= TEXT TO READ =

▶

Matthew 18:20
For where two or three come together in my name, there am I with them.
My son wrote this article for a newsletter and gave me permission to post it:
“I can’t wait for Thursday nights. Like a child on Christmas Eve, I’m excited, I’m antsy. All-day long, I’m watching the clock hands move at a snail’s pace, inching their way ever so slowly towards 7:30 PM.
Finally, 7:30 arrives, and my home is invaded by warriors. Like a dynamic entry, flashbangs of noise and commotion fill my entire home. No, it’s not my tactical team; warriors of another kind, Another breed. Another tribe has flooded my home.
These warriors are my three sons, my son-in-love, my dad, my dad-in-love, and soon-to-be part of this tribe, my seven grandsons. And the occasion? What’s all the excitement about?
Man-time!
Every Thursday we gather around the fire pit, light up a cigar, and unfold our thoughts into conversations that drift deep into and out of our souls. Organic conversations, free from judgment, condemnation, and shame. We laugh, we cry, we share, we confess.

◀

= SUPPLIED MATERIAL =

▶

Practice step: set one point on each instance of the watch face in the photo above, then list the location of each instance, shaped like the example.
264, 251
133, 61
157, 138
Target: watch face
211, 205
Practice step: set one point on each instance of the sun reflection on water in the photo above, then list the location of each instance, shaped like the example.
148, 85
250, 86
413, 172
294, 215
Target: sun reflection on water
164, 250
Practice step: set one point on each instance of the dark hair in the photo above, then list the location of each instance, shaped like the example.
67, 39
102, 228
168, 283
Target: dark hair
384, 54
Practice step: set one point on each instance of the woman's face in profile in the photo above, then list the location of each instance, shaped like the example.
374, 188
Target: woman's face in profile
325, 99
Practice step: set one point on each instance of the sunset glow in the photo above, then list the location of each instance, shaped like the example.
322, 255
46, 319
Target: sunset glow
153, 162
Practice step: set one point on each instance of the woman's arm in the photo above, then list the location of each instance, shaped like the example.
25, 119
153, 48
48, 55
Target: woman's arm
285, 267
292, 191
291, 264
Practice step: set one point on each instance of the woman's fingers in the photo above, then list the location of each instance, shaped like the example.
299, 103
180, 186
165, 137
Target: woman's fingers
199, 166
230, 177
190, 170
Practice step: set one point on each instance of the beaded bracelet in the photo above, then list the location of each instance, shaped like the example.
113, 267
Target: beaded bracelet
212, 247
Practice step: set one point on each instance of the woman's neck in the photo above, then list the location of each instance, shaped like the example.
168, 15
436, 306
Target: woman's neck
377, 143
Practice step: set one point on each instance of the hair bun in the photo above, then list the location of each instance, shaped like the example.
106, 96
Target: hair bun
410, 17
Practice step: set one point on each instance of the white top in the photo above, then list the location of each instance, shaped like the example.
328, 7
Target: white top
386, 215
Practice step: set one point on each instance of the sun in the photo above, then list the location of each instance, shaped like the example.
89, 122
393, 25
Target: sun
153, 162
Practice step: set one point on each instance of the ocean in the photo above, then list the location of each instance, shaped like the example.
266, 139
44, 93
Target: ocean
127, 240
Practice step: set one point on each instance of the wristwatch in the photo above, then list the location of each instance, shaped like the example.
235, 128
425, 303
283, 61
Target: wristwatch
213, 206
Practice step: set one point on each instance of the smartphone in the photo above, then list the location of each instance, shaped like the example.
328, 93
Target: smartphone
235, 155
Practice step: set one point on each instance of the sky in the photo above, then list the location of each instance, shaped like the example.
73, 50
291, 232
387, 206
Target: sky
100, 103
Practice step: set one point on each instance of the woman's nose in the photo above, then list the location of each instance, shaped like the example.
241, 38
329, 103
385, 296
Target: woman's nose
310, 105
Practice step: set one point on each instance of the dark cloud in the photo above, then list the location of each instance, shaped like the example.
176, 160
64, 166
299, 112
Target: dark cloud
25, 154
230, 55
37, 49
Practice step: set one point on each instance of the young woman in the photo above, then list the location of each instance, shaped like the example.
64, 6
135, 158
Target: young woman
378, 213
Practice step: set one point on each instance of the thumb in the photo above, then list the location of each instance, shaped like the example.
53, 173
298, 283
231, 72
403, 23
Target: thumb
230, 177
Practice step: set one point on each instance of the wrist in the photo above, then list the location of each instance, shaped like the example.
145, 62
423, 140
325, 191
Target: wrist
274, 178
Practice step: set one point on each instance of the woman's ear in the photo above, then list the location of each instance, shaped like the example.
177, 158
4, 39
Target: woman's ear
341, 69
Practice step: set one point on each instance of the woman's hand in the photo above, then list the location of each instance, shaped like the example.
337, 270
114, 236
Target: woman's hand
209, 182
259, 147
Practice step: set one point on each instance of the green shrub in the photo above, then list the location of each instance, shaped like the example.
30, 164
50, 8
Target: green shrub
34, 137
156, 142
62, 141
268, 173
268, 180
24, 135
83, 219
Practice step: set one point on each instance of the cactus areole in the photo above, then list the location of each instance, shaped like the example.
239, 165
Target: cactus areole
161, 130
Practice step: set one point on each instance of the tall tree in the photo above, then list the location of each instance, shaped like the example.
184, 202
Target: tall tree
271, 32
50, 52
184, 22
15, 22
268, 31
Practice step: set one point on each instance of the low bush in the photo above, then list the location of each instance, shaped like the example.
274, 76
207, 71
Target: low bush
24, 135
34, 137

◀

In the newsletter article, what time do the Thursday night gatherings begin? The lines play no part in this.

7:30 PM.